* Task to carry out *
Swap "ceramic sauce cup" for "glass sauce cup" in the data below, starting at the line that contains "target: ceramic sauce cup" and ending at the line that contains "Trace the outline of every instance of the ceramic". Return only those lines, with nothing else changed.

* Dataset entries *

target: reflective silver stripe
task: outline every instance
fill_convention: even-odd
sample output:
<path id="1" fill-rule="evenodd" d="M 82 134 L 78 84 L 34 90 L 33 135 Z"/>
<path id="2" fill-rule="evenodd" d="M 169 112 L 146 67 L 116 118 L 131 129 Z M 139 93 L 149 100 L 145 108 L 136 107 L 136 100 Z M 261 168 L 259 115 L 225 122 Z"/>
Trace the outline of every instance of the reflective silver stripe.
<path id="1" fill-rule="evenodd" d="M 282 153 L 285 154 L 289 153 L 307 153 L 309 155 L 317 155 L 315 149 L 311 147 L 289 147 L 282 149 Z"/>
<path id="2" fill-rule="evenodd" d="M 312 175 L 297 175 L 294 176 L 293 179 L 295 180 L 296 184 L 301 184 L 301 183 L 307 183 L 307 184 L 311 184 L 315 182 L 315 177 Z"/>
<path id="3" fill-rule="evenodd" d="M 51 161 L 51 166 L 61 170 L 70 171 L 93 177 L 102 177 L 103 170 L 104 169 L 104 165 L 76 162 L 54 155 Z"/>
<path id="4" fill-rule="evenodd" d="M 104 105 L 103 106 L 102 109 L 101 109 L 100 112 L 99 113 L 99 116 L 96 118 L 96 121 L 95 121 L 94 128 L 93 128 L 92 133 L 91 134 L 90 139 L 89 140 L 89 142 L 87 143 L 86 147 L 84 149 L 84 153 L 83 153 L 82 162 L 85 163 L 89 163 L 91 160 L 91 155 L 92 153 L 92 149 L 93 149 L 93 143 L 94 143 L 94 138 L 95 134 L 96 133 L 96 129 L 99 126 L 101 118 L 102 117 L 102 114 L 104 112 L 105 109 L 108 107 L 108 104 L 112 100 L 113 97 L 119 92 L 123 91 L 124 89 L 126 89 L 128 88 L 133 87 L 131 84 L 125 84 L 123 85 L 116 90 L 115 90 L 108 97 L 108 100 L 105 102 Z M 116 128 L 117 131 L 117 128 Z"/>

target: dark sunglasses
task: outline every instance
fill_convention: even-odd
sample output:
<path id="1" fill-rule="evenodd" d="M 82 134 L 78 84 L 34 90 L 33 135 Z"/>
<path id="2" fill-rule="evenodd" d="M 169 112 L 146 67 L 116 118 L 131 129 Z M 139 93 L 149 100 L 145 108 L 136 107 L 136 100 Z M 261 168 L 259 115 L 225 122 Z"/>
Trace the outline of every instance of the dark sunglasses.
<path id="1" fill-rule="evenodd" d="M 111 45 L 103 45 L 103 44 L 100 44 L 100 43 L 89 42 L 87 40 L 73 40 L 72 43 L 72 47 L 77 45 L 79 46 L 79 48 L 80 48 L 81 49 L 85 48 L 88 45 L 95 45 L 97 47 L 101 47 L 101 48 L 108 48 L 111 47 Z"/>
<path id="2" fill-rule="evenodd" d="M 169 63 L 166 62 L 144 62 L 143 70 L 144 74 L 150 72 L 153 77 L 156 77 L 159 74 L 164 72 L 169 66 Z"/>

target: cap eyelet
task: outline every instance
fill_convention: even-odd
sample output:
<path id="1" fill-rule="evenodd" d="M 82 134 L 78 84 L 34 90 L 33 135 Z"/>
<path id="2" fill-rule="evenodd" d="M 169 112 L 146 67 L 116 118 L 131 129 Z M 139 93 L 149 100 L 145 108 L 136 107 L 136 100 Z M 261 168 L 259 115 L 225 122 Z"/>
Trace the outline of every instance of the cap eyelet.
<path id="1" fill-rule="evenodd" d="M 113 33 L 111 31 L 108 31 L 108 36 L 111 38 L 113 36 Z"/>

* * *

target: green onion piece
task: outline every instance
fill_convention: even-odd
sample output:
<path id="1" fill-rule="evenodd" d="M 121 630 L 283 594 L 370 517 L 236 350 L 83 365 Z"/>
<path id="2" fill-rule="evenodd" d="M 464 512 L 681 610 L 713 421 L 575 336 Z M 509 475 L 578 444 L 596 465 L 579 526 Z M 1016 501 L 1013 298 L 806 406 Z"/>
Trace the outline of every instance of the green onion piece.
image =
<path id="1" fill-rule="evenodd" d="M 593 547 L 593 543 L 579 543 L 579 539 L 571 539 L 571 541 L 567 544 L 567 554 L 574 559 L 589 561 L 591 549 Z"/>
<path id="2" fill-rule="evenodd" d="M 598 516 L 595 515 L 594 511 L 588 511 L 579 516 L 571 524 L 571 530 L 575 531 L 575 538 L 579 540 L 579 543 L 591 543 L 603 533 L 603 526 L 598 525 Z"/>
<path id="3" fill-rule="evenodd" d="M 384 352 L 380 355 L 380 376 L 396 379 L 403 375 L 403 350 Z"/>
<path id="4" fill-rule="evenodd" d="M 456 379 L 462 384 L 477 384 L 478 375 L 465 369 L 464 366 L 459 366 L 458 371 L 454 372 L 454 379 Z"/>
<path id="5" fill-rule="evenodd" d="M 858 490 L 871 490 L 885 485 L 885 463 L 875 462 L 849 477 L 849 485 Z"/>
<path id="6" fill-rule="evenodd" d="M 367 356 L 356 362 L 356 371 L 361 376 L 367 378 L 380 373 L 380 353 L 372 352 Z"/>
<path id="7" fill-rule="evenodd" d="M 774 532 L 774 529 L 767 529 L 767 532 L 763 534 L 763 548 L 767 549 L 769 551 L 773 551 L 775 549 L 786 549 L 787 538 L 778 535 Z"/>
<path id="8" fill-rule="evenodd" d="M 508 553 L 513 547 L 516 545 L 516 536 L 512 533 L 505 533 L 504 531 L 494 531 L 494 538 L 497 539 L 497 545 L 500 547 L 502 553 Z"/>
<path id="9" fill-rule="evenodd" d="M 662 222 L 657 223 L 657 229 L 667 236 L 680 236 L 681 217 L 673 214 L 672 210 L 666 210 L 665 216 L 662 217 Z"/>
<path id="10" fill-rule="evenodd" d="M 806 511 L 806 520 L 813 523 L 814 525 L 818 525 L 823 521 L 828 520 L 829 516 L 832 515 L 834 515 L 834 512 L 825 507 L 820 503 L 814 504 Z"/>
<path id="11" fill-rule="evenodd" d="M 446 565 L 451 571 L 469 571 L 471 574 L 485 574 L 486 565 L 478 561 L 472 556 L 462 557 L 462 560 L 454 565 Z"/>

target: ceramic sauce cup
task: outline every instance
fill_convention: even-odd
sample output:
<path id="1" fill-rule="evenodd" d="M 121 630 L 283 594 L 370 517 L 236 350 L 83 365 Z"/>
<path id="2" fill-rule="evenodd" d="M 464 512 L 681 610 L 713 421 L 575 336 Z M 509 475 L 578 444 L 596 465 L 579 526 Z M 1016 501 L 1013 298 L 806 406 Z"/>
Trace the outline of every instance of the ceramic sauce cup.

* The result *
target: glass sauce cup
task: outline every instance
fill_convention: even-odd
sample output:
<path id="1" fill-rule="evenodd" d="M 121 630 L 283 594 L 370 517 L 236 350 L 83 365 Z"/>
<path id="2" fill-rule="evenodd" d="M 464 512 L 681 610 L 713 421 L 575 336 Z M 509 475 L 578 444 L 596 465 L 579 526 Z M 1016 501 L 1013 298 L 806 406 Z"/>
Trace the outline of every instance of the glass sauce cup.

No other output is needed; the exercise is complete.